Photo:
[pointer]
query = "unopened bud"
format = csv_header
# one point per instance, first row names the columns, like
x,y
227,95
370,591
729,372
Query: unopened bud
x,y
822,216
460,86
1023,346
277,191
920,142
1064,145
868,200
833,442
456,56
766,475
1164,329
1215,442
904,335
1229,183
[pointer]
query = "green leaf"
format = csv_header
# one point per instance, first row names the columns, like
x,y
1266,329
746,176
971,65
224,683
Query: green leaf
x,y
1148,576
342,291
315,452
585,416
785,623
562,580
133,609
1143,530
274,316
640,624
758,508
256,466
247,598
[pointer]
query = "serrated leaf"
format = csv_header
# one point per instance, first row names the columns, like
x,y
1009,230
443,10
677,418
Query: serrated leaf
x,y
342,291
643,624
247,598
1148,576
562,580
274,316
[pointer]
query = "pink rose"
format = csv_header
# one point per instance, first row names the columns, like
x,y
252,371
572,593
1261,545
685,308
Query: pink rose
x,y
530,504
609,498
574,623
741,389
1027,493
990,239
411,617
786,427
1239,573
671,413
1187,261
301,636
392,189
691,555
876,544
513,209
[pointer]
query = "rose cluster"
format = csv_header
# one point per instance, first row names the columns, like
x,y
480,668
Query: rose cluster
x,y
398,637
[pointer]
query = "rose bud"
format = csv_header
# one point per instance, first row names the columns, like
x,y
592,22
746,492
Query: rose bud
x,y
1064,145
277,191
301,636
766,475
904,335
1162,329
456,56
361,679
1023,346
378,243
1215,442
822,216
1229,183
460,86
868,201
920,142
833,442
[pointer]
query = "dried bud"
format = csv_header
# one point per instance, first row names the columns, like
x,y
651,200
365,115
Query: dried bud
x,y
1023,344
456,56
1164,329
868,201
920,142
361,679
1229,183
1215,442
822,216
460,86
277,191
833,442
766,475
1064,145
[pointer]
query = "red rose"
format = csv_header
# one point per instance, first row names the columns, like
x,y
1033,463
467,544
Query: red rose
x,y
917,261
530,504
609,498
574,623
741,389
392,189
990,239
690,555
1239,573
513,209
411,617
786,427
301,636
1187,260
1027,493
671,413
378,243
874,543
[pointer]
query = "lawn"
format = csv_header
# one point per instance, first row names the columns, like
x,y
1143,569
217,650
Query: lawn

────────

> **Exercise objective**
Which lines in the data above contain the word "leaf"? Pull each of those lines out and list them in full.

> **Output for this exercise**
query = "green leaf"
Query: green leaf
query = "serrated leaf"
Query: serrated leaf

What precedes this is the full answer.